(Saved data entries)

==*==

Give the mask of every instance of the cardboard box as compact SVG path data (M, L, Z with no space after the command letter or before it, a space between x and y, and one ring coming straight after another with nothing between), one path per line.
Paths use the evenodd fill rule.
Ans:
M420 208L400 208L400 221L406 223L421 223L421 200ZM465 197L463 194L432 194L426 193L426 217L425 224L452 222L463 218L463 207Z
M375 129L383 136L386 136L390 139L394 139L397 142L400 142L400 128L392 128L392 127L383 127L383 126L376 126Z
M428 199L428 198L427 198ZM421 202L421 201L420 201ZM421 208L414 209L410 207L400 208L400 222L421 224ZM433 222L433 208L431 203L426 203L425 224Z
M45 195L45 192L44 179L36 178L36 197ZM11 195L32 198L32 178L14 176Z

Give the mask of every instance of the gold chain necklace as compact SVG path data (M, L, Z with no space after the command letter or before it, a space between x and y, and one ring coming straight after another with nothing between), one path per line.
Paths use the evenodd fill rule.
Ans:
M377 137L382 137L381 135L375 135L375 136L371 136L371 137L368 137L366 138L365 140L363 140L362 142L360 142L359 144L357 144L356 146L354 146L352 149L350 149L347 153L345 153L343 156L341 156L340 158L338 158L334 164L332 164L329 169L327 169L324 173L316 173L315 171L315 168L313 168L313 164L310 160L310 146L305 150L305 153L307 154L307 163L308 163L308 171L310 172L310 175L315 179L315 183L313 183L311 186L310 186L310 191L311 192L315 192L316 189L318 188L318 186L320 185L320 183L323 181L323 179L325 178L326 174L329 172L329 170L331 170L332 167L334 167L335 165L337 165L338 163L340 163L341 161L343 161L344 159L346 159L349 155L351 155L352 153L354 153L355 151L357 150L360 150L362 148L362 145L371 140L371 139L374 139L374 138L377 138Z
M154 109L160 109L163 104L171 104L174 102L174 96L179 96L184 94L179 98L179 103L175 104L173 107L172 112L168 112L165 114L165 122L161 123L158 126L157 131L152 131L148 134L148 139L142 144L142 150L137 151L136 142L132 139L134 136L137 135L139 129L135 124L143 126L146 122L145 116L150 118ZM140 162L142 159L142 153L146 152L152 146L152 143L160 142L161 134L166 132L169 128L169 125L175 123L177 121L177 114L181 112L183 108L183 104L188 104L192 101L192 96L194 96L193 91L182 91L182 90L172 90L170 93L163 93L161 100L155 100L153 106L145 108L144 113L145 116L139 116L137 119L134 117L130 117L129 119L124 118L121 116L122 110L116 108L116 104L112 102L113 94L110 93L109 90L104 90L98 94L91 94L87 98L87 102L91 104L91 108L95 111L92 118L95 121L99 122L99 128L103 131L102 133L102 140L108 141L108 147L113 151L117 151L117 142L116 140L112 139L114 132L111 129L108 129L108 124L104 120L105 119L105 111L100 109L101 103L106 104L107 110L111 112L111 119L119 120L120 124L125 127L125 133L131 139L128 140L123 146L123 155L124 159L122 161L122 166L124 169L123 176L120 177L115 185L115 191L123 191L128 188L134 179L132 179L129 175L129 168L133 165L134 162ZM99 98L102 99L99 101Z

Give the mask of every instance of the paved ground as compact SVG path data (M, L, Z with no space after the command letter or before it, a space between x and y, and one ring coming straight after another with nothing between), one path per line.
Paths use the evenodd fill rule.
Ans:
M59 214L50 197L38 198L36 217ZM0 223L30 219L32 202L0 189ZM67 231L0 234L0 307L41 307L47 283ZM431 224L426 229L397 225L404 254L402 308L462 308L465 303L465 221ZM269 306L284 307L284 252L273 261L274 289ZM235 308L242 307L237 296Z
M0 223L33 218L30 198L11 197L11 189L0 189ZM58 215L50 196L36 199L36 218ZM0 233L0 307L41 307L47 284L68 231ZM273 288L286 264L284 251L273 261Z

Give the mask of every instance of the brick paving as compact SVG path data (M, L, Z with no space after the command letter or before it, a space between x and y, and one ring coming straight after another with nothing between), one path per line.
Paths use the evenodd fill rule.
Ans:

==*==

■ **EXERCISE BRIEF**: Locate the line with "Give the mask of every instance of the paved" in the entries above; extract it and every line after it, verbatim.

■ **EXPECTED ANSWER**:
Give the mask of every instance of the paved ground as compact SVG path data (M, L, Z with no space after the command letter or before it, a space between x and y, and one ring coming straight after another with nothing between), one path per line.
Paths use the evenodd fill rule.
Ans:
M59 214L50 197L38 198L36 217ZM0 223L30 219L32 202L0 189ZM67 231L0 234L0 307L41 307L47 283ZM431 224L426 229L397 225L404 254L402 308L462 308L465 303L465 221ZM269 306L284 307L284 252L273 261L274 289ZM235 308L242 307L237 296Z
M0 223L33 218L30 198L11 197L11 189L0 189ZM58 215L50 196L36 199L36 218ZM0 233L0 307L41 307L47 284L68 231ZM273 288L286 264L284 251L273 261Z

Give the mask of every instance of the brick paving as compact SVG path data (M, L, Z with no space after the command letter or before it, a space between x and y, and one ring coming straight after another with nothing between), one path per line.
Paths use the evenodd fill rule.
Ans:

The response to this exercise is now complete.